### Written problem
The entries below should be transcribed in their entirety, exactly as written.
#### Records to use
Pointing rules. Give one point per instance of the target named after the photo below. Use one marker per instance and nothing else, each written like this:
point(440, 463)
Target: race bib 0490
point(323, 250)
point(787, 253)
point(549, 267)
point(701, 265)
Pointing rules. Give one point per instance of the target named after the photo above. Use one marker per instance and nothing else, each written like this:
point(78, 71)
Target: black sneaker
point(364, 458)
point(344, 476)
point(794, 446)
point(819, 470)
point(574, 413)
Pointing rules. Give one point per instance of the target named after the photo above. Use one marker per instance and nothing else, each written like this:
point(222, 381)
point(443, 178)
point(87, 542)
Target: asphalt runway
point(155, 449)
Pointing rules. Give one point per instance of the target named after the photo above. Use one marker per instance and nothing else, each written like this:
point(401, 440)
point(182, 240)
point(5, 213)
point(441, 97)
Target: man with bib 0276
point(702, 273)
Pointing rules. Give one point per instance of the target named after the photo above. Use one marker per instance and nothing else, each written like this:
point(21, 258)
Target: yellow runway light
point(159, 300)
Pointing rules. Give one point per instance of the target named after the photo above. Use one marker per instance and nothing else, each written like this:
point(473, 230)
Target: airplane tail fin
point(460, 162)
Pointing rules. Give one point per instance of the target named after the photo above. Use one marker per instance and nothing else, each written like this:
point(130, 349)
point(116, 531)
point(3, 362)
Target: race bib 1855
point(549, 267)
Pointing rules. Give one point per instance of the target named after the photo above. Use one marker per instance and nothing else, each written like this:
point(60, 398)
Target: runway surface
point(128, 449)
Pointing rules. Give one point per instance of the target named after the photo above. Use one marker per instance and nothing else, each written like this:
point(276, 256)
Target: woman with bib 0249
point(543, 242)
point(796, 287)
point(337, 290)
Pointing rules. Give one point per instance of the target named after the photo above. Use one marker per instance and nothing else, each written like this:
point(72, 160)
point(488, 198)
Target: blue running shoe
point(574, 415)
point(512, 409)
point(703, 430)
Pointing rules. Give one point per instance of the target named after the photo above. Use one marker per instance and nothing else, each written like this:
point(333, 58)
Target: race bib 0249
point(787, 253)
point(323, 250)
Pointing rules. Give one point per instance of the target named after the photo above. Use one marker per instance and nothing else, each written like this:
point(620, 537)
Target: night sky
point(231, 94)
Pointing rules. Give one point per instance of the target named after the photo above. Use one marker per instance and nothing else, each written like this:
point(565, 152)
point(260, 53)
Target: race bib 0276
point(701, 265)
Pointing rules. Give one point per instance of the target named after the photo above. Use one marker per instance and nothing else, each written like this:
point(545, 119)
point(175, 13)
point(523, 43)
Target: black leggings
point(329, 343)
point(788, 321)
########
### Response to this task
Pointing rules. Give one point per instance of the target named after the photo below. Use one marker per instance and nothing else, each written like this:
point(440, 463)
Target: race bib 0490
point(323, 250)
point(787, 253)
point(549, 267)
point(701, 265)
Pointing rules. Give one point per instance of the target named after the photo above. Use one marker per instance and nothing else, each written like this:
point(78, 71)
Target: black sneaker
point(364, 458)
point(344, 476)
point(794, 446)
point(819, 470)
point(574, 413)
Pointing rules. Give one point per instance of the target named after the photo above. Use one marker per instance and nothing else, each written like this:
point(222, 381)
point(443, 178)
point(87, 542)
Target: asphalt runway
point(155, 449)
Pointing rules. Give one point per instance of the target named after the photo above. Use one marker per instance and nothing else, each written like this:
point(401, 440)
point(182, 240)
point(5, 213)
point(441, 97)
Target: man with bib 0276
point(702, 273)
Pointing rules. Give one point per instance of the target named after the photo above. Use one marker per instance and nothing else, each written like this:
point(21, 258)
Target: yellow runway light
point(159, 300)
Pointing rules. Give one point per instance of the target named after the photo above. Use one marker per instance and nothing else, each written like this:
point(473, 230)
Target: airplane tail fin
point(460, 162)
Pointing rules. Give one point per instance of the target named after the photo above. Use one marker per instance and nothing else, each written like this:
point(130, 349)
point(116, 531)
point(3, 362)
Target: race bib 1855
point(549, 267)
Pointing rules. Give one point per instance of the target named after the photo above. Use one marker per instance and nothing else, each written like this:
point(60, 398)
Target: runway surface
point(128, 449)
Pointing rules. Give one point per instance of the target named after the photo above. Use one marker per instance and nothing else, each written like this:
point(276, 256)
Target: woman with bib 0249
point(543, 242)
point(796, 287)
point(337, 290)
Pointing rules. Give one point per instance of the target named after the photo above. Use one marker per instance and nothing else, each written like this:
point(72, 160)
point(488, 198)
Target: blue running shoe
point(574, 415)
point(512, 409)
point(703, 430)
Pointing rules. Give one point per instance of the target named after the photo above. Use one marker per instance and nothing else, each written like this:
point(333, 58)
Target: race bib 0249
point(787, 253)
point(323, 250)
Pointing rules. Give one point per instance of the target named after the photo above. Use one marker per instance and nothing else, each written like this:
point(620, 537)
Target: night sky
point(231, 94)
Pointing rules. Give one point per instance of the target named after the photo above. Use one marker per instance and nothing else, each written like this:
point(565, 152)
point(260, 53)
Target: race bib 0276
point(701, 265)
Pointing rules. Give one point per instance of the target named after the photo above. Use one marker per instance and nothing else, each written like this:
point(545, 119)
point(175, 13)
point(523, 43)
Target: black leggings
point(329, 343)
point(788, 321)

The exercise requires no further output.